Obiettivo del compito
Rispondi, per favore, a queste domande sul brano su Halsman riportato qui sotto:
(a) In che anno Halsman raggiunge la famiglia a Parigi?
(b) Quali sono i suoi scrittori preferiti?
(c) In quale quartiere apre uno studio?

***** Brano di testo *****

Il regista Alfred Hitchcock sul set del film Gli uccelli, 1962
Il giovane Halsman continua a coltivare la sua nuova passione ritraendo amici e familiari. In modo embrionale e del tutto naturale, nei suoi primi scatti inizia a manifestarsi quell’attenzione per i visi umani e per il carattere delle persone che sarà il tratto distintivo della sua futura carriera. «Questa attrazione per il volto umano non mi ha mai abbandonato. Ogni viso sembra nascondere – e talvolta rivelare fugacemente – il mistero di un altro essere umano. In seguito, catturare questa rivelazione divenne lo scopo e la passione della mia vita».

L’attrice Brigitte Bardot, 1955
Nell’estate del 1928, mentre si trova in vacanza con la famiglia nel Tirolo austriaco, nei pressi di Innsbruck, Halsman viene accusato ingiustamente della morte del padre, precipitato in un dirupo durante un’escursione. Nel rapido processo-farsa e nella condanna che ne consegue si possono scorgere le prime avvisaglie di quel feroce antisemitismo e del nazionalsocialismo che di lì a poco sconvolgeranno l’Europa. Il caso di Halsman attira l’attenzione dei media e di diversi intellettuali e scienziati, come Albert Einstein e Thomas Mann, che difendono la sua innocenza e si mobilitano per la sua scarcerazione. Dopo due anni di prigione, il giovane è finalmente libero. Provato nel fisico e nello spirito, nel 1930 Halsman raggiunge il resto della famiglia a Parigi e inizia una nuova fase della sua vita.

L’attrice Elizabeth Taylor in posa per la copertina di Life, Stati Uniti, 1948
È nella capitale francese, animata da un travolgente fermento artistico e culturale, che Halsman decide di interrompere gli studi di ingegneria e diventare un fotografo professionista. «Sentivo l’urgenza di scattare, sperimentare, creare. La fotografia mi sembrava un campo ancora inesplorato, un’arte che proprio allora cominciava a fiorire. Poiché ero convinto che il volto umano fosse il soggetto più interessante, speravo di poterlo esplorare come i miei scrittori preferiti – Tolstoj e Dostoevskij – avevano indagato la natura umana, con sincerità e introspezione psicologica. Osservai le fotografie che andavano di moda allora a Parigi e non mi piacquero: erano retoriche, pretenziose, da pseudoartisti. Decisi che avrei contrastato questa tendenza, volevo mostrare che la fotografia poteva essere realistica, incisiva, semplice e penetrante».
Mosso da un grande interesse verso le molteplici opportunità offerte dal mezzo fotografico, ma soprattutto da una spiccata curiosità verso gli individui, Halsman inizia a sperimentare fotomontaggi e sovraimpressioni, nuove angolazioni e luci multiple, e a realizzare reportage e servizi pubblicitari. Apre uno studio a Montparnasse dove, tra gli altri, ritrae André Malraux, Paul Valéry, Marc Chagall e Le Corbusier. Nel giro di breve tempo, la sua fama di ritrattista cresce e si moltiplicano le collaborazioni con riviste come Vogue, VU, Voilà, Harper’s Bazaar. Una testata francese lo definisce addirittura “il miglior ritrattista che abbiamo in Francia”.

***** Record dei dati *****

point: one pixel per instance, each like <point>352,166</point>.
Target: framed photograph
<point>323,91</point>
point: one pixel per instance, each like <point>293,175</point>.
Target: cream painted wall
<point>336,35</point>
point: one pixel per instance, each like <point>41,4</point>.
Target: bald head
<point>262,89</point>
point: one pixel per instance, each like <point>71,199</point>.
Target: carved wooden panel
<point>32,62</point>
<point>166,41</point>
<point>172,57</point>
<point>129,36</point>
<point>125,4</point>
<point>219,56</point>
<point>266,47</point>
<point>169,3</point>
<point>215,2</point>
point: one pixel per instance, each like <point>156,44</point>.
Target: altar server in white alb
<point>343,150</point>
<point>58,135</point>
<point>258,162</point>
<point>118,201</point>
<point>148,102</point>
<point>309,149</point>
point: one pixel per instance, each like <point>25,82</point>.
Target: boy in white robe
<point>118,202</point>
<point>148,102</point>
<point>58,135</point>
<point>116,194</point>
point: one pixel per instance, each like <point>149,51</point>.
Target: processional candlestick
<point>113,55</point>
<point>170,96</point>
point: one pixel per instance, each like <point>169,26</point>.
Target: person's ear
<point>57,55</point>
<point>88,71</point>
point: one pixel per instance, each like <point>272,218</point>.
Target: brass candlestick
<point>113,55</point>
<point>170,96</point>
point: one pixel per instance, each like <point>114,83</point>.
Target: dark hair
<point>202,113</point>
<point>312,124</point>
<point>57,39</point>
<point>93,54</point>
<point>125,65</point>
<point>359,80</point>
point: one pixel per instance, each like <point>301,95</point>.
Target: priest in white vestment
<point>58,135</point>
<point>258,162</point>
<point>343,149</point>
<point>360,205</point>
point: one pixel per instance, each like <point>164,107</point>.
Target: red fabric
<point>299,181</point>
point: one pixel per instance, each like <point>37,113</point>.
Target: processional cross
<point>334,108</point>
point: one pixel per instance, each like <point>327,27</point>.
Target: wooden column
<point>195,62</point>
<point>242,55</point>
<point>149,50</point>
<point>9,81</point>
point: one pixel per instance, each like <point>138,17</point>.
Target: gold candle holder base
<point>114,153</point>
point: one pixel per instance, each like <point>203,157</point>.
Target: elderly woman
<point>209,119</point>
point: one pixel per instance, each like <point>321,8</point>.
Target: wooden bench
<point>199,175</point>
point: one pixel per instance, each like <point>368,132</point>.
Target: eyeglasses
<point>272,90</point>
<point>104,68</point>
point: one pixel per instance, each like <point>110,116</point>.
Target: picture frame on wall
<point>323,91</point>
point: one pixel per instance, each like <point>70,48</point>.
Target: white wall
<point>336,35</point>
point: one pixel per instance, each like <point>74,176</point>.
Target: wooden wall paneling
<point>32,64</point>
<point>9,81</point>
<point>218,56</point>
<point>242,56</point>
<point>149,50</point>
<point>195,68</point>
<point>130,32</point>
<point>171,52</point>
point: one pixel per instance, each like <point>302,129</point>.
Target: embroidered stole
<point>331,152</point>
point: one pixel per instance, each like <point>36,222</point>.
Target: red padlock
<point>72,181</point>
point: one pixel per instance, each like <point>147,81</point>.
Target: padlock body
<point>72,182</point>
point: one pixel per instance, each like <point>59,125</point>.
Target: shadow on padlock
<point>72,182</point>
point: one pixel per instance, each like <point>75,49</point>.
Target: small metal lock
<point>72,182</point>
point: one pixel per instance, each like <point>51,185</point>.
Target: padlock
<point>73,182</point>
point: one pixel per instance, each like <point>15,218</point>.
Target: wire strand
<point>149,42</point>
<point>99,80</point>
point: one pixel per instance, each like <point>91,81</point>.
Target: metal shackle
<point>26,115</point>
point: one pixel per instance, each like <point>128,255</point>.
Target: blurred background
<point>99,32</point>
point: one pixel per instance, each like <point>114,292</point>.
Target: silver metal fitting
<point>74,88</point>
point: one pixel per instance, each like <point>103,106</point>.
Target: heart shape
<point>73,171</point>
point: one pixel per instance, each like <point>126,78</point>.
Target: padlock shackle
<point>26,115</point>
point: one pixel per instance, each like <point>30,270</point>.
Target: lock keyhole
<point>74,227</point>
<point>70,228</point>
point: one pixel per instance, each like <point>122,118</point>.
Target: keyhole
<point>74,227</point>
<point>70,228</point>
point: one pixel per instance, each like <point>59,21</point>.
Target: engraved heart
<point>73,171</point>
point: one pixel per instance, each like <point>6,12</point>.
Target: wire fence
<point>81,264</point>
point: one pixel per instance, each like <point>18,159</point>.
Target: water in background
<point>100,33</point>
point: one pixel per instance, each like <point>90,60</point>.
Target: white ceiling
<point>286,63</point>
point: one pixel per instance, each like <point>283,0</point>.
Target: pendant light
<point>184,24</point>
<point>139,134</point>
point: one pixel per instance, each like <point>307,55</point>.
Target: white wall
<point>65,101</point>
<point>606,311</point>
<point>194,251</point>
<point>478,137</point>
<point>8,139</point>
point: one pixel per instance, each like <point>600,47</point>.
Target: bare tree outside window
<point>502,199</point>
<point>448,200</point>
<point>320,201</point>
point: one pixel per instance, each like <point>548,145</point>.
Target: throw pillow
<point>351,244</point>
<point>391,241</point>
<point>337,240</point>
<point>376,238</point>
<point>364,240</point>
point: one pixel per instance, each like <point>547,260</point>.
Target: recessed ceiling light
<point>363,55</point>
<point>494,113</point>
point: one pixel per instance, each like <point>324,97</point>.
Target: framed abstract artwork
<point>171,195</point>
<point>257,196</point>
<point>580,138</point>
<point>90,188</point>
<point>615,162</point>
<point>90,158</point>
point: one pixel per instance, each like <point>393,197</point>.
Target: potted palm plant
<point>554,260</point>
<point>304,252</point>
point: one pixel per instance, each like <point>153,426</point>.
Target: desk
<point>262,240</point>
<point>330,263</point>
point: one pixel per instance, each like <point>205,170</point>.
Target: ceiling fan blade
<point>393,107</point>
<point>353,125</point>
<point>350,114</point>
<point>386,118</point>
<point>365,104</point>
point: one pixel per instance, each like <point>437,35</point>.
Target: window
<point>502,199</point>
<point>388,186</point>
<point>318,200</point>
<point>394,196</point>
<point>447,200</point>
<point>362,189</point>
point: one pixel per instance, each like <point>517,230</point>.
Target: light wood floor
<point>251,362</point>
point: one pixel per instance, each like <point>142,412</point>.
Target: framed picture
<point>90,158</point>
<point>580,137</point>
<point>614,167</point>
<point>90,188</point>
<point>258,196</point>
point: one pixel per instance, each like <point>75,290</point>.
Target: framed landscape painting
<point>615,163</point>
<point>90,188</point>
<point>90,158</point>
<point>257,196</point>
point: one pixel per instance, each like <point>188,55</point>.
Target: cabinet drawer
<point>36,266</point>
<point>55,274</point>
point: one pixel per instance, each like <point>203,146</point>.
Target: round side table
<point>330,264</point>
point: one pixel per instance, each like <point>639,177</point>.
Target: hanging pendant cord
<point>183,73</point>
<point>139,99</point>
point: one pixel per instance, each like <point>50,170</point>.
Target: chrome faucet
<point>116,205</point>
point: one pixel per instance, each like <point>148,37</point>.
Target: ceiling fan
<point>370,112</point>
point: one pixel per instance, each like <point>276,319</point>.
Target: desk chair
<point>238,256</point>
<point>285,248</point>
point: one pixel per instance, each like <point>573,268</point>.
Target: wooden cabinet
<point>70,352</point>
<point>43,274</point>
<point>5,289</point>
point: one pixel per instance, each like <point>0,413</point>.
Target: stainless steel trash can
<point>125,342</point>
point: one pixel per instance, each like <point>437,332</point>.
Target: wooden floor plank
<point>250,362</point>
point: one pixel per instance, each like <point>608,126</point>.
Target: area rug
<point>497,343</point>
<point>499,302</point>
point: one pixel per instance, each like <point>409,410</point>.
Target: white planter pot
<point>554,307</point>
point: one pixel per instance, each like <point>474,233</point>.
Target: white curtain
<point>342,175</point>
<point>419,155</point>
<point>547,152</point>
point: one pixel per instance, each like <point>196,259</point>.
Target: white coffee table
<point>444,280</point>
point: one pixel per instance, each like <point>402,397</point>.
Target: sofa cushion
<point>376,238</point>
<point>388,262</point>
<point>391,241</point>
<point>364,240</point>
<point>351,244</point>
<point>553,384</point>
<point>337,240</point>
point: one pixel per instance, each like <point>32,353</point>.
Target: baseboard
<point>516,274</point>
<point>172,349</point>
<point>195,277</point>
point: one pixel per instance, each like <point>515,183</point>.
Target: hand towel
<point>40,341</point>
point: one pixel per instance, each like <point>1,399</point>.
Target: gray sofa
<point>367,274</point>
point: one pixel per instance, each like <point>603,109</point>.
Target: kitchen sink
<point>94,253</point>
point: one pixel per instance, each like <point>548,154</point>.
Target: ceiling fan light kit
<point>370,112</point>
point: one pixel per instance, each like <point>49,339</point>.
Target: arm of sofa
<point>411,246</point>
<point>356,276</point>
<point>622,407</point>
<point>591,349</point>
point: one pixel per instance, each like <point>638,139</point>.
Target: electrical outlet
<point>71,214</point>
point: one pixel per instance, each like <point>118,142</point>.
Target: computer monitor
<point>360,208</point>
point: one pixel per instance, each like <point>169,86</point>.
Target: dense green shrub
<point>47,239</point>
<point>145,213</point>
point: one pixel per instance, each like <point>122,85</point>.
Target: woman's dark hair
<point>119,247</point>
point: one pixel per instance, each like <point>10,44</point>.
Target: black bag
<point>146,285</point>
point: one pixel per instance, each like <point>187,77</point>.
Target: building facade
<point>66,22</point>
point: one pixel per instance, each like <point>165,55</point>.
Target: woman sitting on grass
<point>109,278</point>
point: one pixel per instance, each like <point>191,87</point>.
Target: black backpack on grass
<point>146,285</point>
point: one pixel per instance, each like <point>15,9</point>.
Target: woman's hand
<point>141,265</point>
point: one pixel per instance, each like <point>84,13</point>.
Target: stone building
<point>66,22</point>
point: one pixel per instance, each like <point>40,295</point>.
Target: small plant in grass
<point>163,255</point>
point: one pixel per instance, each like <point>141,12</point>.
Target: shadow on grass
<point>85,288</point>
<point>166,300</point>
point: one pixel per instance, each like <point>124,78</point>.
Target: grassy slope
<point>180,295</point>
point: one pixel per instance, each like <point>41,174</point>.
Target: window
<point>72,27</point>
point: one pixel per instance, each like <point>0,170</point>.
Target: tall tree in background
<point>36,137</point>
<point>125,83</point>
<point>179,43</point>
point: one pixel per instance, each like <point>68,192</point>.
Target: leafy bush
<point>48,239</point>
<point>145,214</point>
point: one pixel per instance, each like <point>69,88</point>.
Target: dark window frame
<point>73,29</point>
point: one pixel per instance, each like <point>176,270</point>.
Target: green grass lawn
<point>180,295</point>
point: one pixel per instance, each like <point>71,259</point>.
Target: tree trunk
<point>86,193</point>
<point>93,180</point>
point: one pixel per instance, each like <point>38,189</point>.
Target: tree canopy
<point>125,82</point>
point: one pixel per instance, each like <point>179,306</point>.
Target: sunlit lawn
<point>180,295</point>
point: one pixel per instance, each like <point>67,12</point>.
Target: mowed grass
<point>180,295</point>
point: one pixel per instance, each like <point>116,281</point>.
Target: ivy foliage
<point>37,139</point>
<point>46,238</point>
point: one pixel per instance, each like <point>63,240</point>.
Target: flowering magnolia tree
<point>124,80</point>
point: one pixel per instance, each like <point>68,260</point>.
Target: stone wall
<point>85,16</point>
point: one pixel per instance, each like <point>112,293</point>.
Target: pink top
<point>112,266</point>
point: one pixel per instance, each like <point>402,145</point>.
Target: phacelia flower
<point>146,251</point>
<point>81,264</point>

*****

Risultato dell'esercizio
(a) Nel 1930.
(b) Tolstoj e Dostoevskij.
(c) A Montparnasse.